* **記事抜粋**
****************

グラグリッドと、新宿区立落合第六小学校で行っている参加型体験授業「おえかきシンキング」。この記事では、第二回「空想する」の様子をレポートします。
前回授業の第一回「楽しむ」で一人一本の自由を手に入れた生徒たち。「空想する」ことでどんな発見があったのでしょうか?!
▼第一回「楽しむ」の様子はこちら
・未来へ向けて「1人1本の自由」が生み出すパワー!~新宿区立落合第六小学校×グラグリッド 参加型体験授業~
・「楽しむ」を超越し、「解放」しあった子供たち~新宿区立落合第六小学校×グラグリッド 参加型体験授業 ~
「空想する」=未知の世界を考え出す方法
今回、私たちは「空想する」=未知の世界を考え出す方法、として定義しました。未知の世界を考え出すヒントは、実は身の回りにたくさんあふれているんです!
今日の挑戦「未知の国の生き物」をきいて、生徒たちもわくわく。
さっそく身の回りのもの(今回はたくさんの雑誌やチラシ!)から「これぞ!」というものを選び切り抜いて、組み合わせて、生き物を考えていきます。
「ここからどうしようかな?」
眺めて、悩んで、またくっつけて、切り抜いて。だんだん、生き物の形が見えてきました!
「この生き物は、教室のどんなところに生きている?どんな風に動いている?」
ここからは、新しい生き物が、どんなところに生きているか、どんな風に動いているかを考えるタイムです。
生き物のいる場所や動きを考えていくのに、大事なのが、体を思いっきり使うこと!
「例えばこの生き物は、愛する人と人の間にいて、こうやって、ぽふっ、ぽふっ、って進んでいくんです!」
ファシリテーターも、体を思いっきり使って、例を説明をしていきます。
生徒たちも我先にと生き物を持って、教室中で生き物のいる場所を探しだします。
教室の扉の上のエリア、窓、ランドセル入れの中、教室のすみ。
「この生き物には、ここしかない!」を、体をいっぱいに使いながら、考えていきます。
未知の国の生き物展覧会!
「これぞ!」という生き物のいる場所、動きが見えてきたら。
「未知の国の生き物展覧会」へ向けて、生き物の説明を書いていきます。
説明を書き終わったら、「未知の国の生き物展覧会」スタート!
生き物をつくった生徒は、同じグループの生徒を、生き物がいる場所へ案内して、どんな生き物かを説明していきます。
生き物の説明をきいた生徒は質問の嵐!
「それってどんな風に動くの?」「どうやって子孫を残していくの?」互いに質問してききあい、共有しあっていくうちに、生き物の世界がつながりあって、新しい生態系が生まれたグループもありました!

****************

* **課題内容**
記事抜粋によると、生徒たちが生き物を考えるために切り抜いた身の回りのものは何か。

* **元データ**
****************

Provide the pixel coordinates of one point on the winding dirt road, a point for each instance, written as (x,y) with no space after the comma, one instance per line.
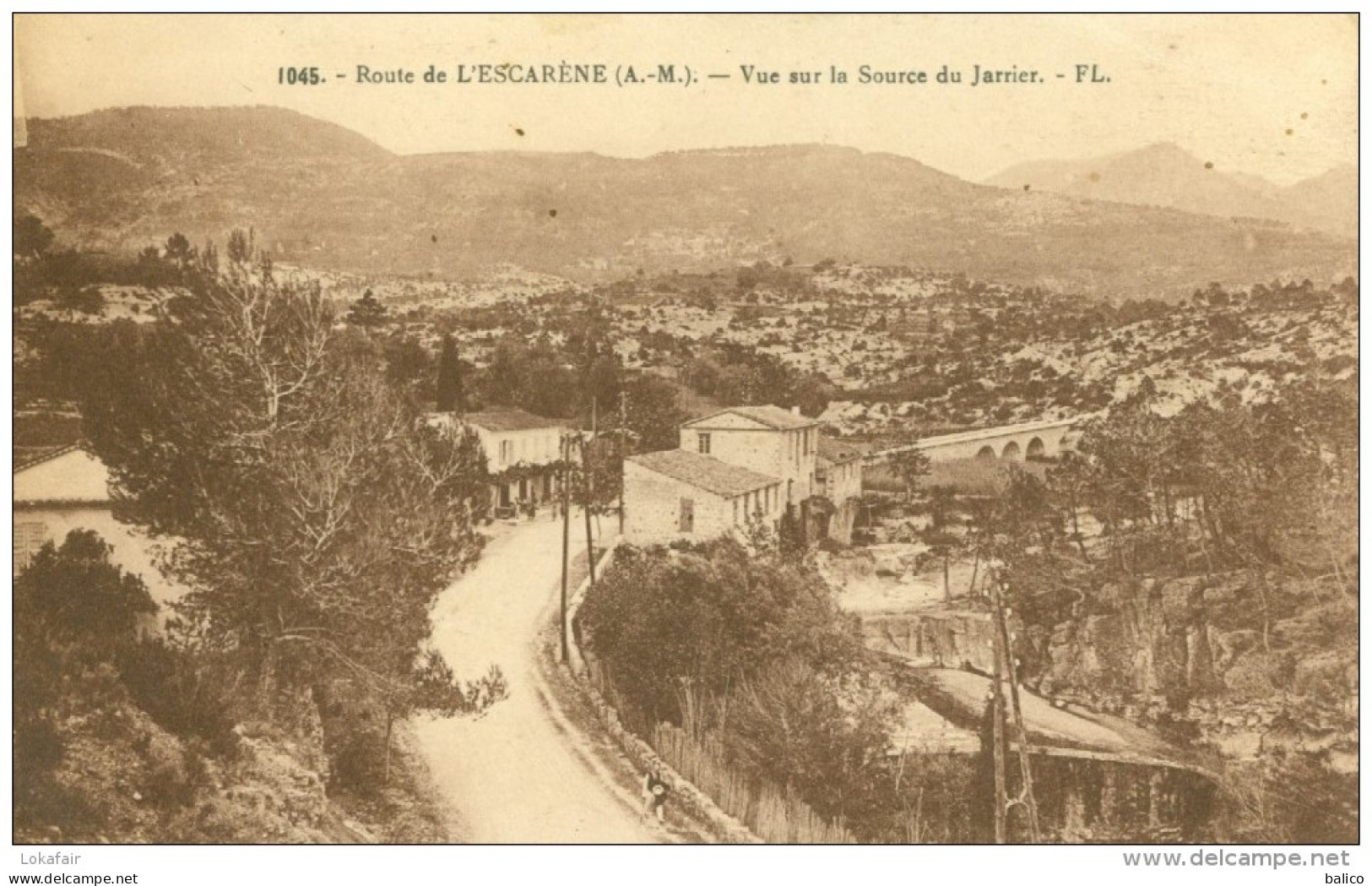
(520,774)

****************

* **解答**
たくさんの雑誌やチラシ。